** start Reading passage **

A matsindf_apply primer
Matthew Kuperus Heun
2024-02-01
Source:vignettes/midf_apply_primer.Rmd
midf_apply_primer.Rmd
Introduction
matsindf_apply()
is a powerful and versatile function
that enables analysis with lists and data frames by applying
FUN
in helpful ways. The function is called
matsindf_apply()
, because it can be used to apply
FUN
to a matsindf
data frame, a data frame
that contains matrices as individual entries in a data frame. (A
matsindf
data frame can be created by calling
collapse_to_matrices()
, as demonstrated below.)
But matsindf_apply()
can apply FUN
across
much more: data frames of single numbers, lists of matrices, lists of
single numbers, and individual numbers. This vignette demonstrates
matsindf_apply()
, starting with simple examples and
proceeding toward sophisticated analyses.
The basics
The basis of all analyses conducted with
matsindf_apply()
is a function (FUN
) to be
applied across data supplied in .dat
or ...
.
FUN
must return a named list of variables as its result.
Here is an example function that both adds and subtracts its arguments,
a
and b
, and returns a list containing its
result, c
and d
.
example_fun <- function(a, b){
return(list(c = matsbyname::sum_byname(a, b),
d = matsbyname::difference_byname(a, b)))
}
Similar to lapply()
and its siblings, additional
argument(s) to matsindf_apply()
include the data over which
FUN
is to be applied. These arguments can, in the first
instance, be supplied as named arguments to the ...
argument of matsindf_apply()
. All arguments in
...
must be named. The ...
arguments to
matsindf_apply()
are passed to FUN
according
to their names. In this case, the output of
matsindf_apply()
is the the named list returned by
FUN
.
matsindf_apply(FUN = example_fun, a = 2, b = 1)
#> $c
#> [1] 3
#>
#> $d
#> [1] 1
Passing an additional argument (z = 2
) causes an unused
argument error, because example_fun
does not have a
z
argument.
tryCatch(
matsindf_apply(FUN = example_fun, a = 2, b = 1, z = 2),
error = function(e){e}
)

** end Reading passage **

Given instruction
Rewrite the matsindf_apply primer from the words "can apply FUN" through "toward sophisticated analyses.", and swap "sophisticated" for "advanced".

** start Extracted records **

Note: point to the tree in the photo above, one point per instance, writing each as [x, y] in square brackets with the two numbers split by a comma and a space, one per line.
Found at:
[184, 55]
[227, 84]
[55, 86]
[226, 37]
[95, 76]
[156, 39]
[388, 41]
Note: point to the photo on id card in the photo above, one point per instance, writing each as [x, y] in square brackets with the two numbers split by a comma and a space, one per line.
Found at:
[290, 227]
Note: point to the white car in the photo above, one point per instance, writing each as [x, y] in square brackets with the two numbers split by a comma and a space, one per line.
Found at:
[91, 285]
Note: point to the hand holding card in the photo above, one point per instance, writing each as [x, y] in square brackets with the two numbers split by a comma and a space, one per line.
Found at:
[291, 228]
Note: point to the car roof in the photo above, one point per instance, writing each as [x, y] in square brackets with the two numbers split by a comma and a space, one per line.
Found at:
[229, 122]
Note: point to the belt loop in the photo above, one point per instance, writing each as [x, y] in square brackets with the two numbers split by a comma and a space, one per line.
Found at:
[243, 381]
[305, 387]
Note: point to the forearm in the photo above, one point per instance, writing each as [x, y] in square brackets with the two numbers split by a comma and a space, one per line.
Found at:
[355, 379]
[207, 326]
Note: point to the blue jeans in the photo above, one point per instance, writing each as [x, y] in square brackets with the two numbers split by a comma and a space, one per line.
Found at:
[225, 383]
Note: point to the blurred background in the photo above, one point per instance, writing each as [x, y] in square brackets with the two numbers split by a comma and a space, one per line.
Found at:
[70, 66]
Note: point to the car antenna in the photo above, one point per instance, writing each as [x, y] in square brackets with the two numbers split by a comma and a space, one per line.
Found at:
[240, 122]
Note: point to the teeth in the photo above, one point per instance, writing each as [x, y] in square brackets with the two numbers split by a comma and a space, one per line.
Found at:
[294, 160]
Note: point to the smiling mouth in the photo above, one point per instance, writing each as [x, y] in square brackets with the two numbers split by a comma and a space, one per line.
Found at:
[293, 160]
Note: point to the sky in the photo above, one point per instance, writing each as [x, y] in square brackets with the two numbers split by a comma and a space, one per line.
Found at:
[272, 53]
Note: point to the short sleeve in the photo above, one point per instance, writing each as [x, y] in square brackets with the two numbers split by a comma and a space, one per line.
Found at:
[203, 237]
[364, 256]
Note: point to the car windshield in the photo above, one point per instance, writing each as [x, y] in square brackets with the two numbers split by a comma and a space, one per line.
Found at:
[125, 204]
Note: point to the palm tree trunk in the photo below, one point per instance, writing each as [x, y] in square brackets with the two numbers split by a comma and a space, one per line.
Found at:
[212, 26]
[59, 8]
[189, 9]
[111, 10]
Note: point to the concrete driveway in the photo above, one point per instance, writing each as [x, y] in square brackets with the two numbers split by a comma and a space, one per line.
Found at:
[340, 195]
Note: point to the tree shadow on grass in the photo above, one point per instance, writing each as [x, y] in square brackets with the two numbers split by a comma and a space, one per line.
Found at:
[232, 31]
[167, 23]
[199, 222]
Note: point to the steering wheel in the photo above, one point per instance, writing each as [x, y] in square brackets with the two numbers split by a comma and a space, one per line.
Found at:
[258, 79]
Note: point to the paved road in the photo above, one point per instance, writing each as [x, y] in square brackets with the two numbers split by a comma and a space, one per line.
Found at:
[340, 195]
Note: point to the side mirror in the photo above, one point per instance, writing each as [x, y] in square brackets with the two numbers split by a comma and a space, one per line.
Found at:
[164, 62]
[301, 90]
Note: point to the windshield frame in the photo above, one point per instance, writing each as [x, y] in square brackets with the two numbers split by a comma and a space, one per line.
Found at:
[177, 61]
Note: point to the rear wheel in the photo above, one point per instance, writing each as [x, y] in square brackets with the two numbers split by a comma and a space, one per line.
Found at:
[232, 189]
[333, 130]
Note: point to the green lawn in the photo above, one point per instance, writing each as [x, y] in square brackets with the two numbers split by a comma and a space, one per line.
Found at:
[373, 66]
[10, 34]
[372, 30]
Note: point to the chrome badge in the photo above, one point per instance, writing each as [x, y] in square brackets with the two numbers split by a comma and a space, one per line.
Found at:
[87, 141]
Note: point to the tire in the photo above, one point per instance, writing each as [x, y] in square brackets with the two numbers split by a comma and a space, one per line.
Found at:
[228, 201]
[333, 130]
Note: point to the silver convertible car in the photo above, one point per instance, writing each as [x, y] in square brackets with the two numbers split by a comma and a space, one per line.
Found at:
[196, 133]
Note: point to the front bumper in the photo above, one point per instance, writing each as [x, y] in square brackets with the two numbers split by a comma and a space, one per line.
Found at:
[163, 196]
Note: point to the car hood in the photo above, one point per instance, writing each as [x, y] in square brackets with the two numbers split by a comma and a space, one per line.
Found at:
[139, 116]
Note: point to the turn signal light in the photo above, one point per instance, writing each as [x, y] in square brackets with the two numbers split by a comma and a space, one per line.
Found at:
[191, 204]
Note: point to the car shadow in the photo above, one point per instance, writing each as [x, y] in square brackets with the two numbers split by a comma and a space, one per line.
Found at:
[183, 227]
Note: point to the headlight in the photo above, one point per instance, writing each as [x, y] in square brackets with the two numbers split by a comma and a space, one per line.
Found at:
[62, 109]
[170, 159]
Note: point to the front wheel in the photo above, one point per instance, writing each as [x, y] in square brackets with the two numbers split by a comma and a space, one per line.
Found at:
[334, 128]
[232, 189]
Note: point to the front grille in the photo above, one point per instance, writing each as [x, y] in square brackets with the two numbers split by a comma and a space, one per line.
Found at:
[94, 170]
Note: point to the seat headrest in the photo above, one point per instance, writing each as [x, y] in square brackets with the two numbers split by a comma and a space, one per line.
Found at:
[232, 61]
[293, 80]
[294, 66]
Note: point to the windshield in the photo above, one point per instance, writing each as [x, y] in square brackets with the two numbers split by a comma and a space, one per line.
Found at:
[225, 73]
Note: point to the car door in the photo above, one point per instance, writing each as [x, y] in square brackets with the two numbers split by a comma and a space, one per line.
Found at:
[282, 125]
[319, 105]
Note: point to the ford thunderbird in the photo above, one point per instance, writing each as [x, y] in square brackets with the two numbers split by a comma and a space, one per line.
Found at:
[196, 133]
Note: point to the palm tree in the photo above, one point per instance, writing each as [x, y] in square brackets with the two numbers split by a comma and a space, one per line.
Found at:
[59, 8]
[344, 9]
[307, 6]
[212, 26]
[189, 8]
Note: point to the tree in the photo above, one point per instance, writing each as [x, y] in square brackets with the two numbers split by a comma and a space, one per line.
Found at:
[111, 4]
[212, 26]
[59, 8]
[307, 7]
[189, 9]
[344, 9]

** end Extracted records **

Reply
can apply FUN
across
much more: data frames of single numbers, lists of matrices, lists of
single numbers, and individual numbers. This vignette demonstrates
matsindf_apply()
, starting with simple examples and
proceeding toward advanced analyses.